» **Supplied data**
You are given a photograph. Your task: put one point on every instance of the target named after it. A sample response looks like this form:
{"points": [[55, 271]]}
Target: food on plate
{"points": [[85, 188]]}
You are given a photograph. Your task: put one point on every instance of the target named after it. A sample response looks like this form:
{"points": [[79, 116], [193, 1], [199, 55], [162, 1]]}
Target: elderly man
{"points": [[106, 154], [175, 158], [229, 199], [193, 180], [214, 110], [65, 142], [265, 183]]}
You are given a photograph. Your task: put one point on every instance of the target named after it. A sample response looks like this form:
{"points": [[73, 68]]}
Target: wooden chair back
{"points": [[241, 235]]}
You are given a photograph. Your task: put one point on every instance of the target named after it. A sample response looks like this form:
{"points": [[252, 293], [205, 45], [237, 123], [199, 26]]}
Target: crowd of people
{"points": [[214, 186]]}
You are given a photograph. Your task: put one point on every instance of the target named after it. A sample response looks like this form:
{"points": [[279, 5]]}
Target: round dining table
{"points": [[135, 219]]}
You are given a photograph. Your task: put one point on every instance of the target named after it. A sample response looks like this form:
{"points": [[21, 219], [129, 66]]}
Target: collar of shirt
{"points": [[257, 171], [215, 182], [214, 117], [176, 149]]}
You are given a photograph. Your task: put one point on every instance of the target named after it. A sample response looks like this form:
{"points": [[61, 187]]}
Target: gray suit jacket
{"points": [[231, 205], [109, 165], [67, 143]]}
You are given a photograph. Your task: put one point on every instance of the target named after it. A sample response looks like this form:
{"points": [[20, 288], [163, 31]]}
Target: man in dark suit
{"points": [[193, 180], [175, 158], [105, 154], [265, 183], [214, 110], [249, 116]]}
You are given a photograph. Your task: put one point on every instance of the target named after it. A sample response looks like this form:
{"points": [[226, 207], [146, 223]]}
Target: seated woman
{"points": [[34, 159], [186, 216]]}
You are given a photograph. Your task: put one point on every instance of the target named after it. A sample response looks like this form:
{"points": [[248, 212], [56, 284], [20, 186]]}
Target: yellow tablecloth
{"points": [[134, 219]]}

» **Problem**
Going line by line, copy the data above exactly.

» **Response area**
You are given a photograph. Your task: put one point on every instance of the target named after it. A sample response looks like this form:
{"points": [[55, 271]]}
Target: food on plate
{"points": [[85, 188]]}
You are given a photograph. Your task: put one point on every instance of the target named after it. A sample response looks like this form:
{"points": [[79, 116], [193, 1], [199, 55], [162, 1]]}
Target: elderly man
{"points": [[106, 154], [175, 158], [229, 199], [193, 180], [214, 110], [65, 142], [265, 183]]}
You are given a photograph. Your task: put one point on every instance of the target named after it. A sample response looks like this form:
{"points": [[73, 68]]}
Target: wooden chair back
{"points": [[241, 235]]}
You are given a photograph. Your task: put one point on every instance of the target named after it. A sample response looks like this form:
{"points": [[252, 293], [205, 45], [237, 123], [199, 26]]}
Target: crowd of people
{"points": [[214, 186]]}
You are given a photograph. Your task: put one point on every instance of the target named after it. A sample response looks like this form:
{"points": [[279, 5]]}
Target: round dining table
{"points": [[135, 219]]}
You are given a photograph. Your task: put one point on every instance of the target named after it. A sample response looks like this form:
{"points": [[21, 219], [129, 66]]}
Target: collar of shirt
{"points": [[257, 171], [215, 182], [214, 117], [176, 149]]}
You are given a photograph. Your task: put one point on every instance of the target named after it. A sample response looks like this form:
{"points": [[61, 187]]}
Target: gray suit jacket
{"points": [[231, 205], [109, 165], [67, 143]]}
You are given a photograph. Your task: put one point on every instance of the target named after it. A sample response looks like this form:
{"points": [[20, 288], [163, 31]]}
Target: man in dark suit
{"points": [[193, 180], [175, 158], [105, 154], [265, 183], [214, 110], [249, 116]]}
You are given a photograph. Your task: put one point on every instance of the target named after it. A sample response looks like this form:
{"points": [[226, 207], [146, 223]]}
Target: seated woman
{"points": [[34, 159], [186, 216]]}
You are given a photograph. Your task: put one point on every instance of the target named after it. A sample response looks like this form:
{"points": [[248, 212], [56, 284], [20, 186]]}
Target: yellow tablecloth
{"points": [[134, 219]]}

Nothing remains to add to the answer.